SELECTED PASSAGE |

## Owlcoffee one year ago so I was working on a math exercise and I got a little stuck on this part: $x ^{2}+(\frac{ (2x- \lambda)^{2} }{ 16 })+\frac{ (- \lambda - 4)x }{ 2 }+\frac{ (- \lambda -16)(2x- \lambda) }{ 8 }+ \lambda = 0$

1. Owlcoffee

my objectuve is to simply it.

2. sweetburger

get those denominators the same

3. Owlcoffee

yes, I multiplied the whole equation by 16: $16x ^{2}+(2x- \lambda)^{2}+(8)(x)(- \lambda - 4)+(2)(- \lambda -16)(2x- \lambda)+16 \lambda=0$

4. myininaya

Are you trying to solve the equation for x?

DATASET CONTENT |
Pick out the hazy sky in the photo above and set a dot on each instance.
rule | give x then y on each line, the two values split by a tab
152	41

CHALLENGES |
[1] Which usernames post in the forum thread about simplifying the equation? List each one once.
[2] In the forum thread about simplifying the equation, what number did Owlcoffee multiply the whole equation by?
[3] Can you continue the forum thread about simplifying the equation from where it stops?

WRITTEN RESPONSES |
[1] Owlcoffee, sweetburger, myininaya

[2] 16

[3]
5. Owlcoffee

No no, The original excercise is about some different. on the process I got that equation with two variables and what I'm trying to do is form a quadratic equation with it. in terms of x. Lambda is just a arbitrary constant.

6. myininaya

so you are trying to set it up as ax^2+bx+c=0?

7. Owlcoffee

yes. If possibly, I'd have to search another way of I can't set it up like that.

8. Owlcoffee

okay, I could pretty much do it: $20x ^{2}+(-16 \lambda -96)x+( \lambda ^{2}+48 \lambda )=0$ :)